Task prompt:
Reproduce verbatim the lines of the listing below, from the line containing "For the scoring pass, find every instance of the dirt" through the line containing "[[122, 38]]", both included. Omit the pictures.

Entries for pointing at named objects
━━━━━━

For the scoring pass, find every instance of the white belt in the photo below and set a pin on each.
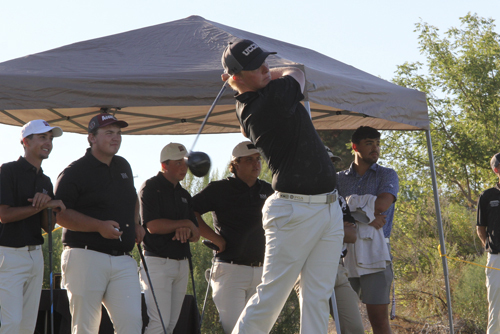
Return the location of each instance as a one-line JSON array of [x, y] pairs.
[[25, 248], [311, 199]]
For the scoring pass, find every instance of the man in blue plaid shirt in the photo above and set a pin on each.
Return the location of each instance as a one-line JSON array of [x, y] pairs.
[[365, 176]]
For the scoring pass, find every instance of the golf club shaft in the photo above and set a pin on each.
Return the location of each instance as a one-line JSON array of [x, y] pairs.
[[208, 289], [333, 301], [151, 286], [51, 270], [217, 98]]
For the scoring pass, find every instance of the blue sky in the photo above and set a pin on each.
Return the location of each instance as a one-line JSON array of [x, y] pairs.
[[374, 36]]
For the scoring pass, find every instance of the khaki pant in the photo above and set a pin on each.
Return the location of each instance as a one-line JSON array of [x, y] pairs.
[[92, 278], [169, 278], [347, 304], [21, 277], [232, 287], [493, 287], [300, 240]]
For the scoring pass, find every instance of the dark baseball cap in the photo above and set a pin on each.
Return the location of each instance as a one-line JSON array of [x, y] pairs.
[[105, 119], [243, 55], [495, 162]]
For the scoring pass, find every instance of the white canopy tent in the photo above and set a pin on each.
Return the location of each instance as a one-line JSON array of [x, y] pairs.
[[162, 80]]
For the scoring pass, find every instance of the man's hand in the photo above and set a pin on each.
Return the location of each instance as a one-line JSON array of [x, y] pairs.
[[350, 234], [182, 234], [195, 234], [57, 205], [140, 232], [108, 231], [219, 242], [40, 200], [379, 221]]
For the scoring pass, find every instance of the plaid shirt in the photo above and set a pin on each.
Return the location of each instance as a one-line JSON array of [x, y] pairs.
[[375, 181]]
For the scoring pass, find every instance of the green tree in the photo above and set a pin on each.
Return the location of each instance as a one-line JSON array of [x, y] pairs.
[[462, 82]]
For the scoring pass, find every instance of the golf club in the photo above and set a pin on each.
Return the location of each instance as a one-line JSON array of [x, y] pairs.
[[51, 270], [214, 247], [199, 162], [333, 304], [151, 286], [194, 289]]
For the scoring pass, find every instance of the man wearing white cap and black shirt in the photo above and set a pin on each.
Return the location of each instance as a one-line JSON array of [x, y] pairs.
[[168, 216], [25, 194], [488, 230], [302, 219], [101, 225], [236, 204]]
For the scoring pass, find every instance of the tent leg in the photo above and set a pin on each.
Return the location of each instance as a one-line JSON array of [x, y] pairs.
[[307, 105], [440, 229]]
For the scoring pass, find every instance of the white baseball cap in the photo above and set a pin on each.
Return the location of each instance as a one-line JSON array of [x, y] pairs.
[[39, 126], [173, 151], [244, 149]]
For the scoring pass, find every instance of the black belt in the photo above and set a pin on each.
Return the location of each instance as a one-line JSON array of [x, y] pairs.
[[148, 253], [105, 251], [242, 263]]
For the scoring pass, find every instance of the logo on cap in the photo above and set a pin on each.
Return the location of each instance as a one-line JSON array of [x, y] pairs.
[[105, 117], [249, 49]]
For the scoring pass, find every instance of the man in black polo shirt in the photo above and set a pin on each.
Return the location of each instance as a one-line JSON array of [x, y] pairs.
[[488, 230], [25, 193], [101, 224], [302, 220], [236, 204], [168, 216]]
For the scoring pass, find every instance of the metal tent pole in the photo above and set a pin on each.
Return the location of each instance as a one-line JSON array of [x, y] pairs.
[[440, 228]]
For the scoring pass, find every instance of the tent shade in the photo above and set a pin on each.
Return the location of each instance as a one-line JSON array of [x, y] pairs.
[[162, 80]]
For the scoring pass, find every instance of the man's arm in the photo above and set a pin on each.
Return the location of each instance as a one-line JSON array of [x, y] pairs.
[[139, 230], [294, 72], [9, 214], [76, 221], [481, 233], [166, 226], [210, 234], [382, 203]]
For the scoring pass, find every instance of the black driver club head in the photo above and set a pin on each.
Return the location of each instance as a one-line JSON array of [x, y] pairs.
[[199, 163], [210, 245]]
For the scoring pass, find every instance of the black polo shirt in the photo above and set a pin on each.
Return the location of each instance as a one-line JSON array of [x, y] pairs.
[[488, 215], [280, 127], [19, 181], [104, 192], [160, 199], [237, 214]]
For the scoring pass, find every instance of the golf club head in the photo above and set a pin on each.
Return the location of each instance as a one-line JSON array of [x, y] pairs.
[[199, 163], [210, 245]]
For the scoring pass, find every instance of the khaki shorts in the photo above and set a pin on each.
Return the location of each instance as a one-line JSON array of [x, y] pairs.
[[374, 289]]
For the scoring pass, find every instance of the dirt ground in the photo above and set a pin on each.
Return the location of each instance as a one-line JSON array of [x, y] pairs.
[[398, 325]]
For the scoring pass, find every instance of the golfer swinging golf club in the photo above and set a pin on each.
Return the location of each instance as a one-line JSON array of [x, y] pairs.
[[302, 220]]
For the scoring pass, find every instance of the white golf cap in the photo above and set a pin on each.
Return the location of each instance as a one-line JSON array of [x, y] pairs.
[[244, 149], [39, 126], [333, 157], [173, 151]]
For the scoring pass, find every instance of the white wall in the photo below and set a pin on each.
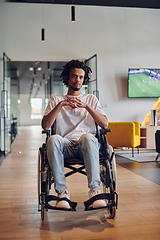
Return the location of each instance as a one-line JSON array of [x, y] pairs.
[[122, 38]]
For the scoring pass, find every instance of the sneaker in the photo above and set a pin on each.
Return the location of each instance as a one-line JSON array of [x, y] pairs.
[[63, 204], [98, 203]]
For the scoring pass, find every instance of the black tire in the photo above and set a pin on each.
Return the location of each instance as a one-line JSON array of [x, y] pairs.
[[41, 178], [112, 212]]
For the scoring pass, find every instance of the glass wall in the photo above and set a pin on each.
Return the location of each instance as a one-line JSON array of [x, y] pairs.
[[92, 86], [5, 107]]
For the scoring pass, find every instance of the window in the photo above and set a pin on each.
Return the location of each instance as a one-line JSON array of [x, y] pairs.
[[36, 108]]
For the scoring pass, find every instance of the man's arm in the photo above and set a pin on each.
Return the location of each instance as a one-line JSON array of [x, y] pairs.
[[49, 119], [99, 118]]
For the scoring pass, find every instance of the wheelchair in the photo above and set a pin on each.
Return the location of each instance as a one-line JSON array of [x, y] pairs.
[[107, 175]]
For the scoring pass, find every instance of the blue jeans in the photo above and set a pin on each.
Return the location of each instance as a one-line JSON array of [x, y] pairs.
[[59, 148]]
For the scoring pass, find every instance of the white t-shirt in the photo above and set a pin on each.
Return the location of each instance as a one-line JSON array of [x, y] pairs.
[[72, 123]]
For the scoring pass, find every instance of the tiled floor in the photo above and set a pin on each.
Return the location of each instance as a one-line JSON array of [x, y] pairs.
[[138, 214]]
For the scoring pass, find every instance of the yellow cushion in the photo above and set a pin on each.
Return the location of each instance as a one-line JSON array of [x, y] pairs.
[[124, 134]]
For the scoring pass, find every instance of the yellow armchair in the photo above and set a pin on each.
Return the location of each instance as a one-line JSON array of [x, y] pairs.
[[124, 134]]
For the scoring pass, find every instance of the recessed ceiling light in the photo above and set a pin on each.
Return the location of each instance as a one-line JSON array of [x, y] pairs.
[[31, 69]]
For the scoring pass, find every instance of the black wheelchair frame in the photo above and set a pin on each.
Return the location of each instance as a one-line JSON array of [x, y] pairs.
[[107, 175]]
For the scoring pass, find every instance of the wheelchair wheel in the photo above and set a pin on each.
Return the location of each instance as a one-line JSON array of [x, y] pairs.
[[112, 211], [41, 177], [108, 187], [113, 166]]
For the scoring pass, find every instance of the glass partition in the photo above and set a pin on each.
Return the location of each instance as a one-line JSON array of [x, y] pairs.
[[92, 86], [5, 107]]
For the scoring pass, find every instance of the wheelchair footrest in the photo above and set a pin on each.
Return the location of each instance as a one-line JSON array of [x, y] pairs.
[[55, 198], [104, 196]]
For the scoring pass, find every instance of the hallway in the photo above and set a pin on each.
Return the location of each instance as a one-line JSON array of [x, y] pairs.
[[138, 214]]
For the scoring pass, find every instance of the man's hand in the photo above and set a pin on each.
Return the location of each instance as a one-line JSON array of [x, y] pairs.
[[75, 102]]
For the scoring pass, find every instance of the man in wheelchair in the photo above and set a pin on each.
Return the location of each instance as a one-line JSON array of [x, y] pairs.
[[74, 116]]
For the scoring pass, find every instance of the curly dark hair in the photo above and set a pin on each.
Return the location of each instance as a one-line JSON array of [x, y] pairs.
[[75, 64]]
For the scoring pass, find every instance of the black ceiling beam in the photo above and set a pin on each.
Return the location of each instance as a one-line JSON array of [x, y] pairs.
[[110, 3]]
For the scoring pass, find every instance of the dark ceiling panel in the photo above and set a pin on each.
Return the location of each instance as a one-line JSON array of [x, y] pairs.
[[111, 3]]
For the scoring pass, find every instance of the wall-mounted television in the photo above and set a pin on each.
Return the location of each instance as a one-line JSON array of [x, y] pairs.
[[143, 83]]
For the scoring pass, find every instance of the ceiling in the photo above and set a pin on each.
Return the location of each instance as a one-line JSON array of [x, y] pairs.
[[112, 3]]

━━━━━━

The solution:
For the scoring pass, find every instance of the dirt ground in the photo above and set a pin on each.
Return the location of each instance as a one-line JSON array of [x, y] pairs.
[[398, 325]]
For the scoring pass, find every instance of the golfer swinging golf club in the photo above and set a pin on each.
Return the location of each instance as a one-line JSON array of [x, y] pairs.
[[302, 220]]
For the scoring pass, find every instance of the white golf cap in the photo above and set a pin on each.
Return the location of each instance as a one-line JSON array of [x, y] pairs.
[[244, 149], [39, 126], [333, 157], [173, 151]]
For the scoring pass, find every instance of the white wall in the photo below and set a pin on each.
Return the location of each instance as a one-line JSON array of [x, y] pairs.
[[122, 38]]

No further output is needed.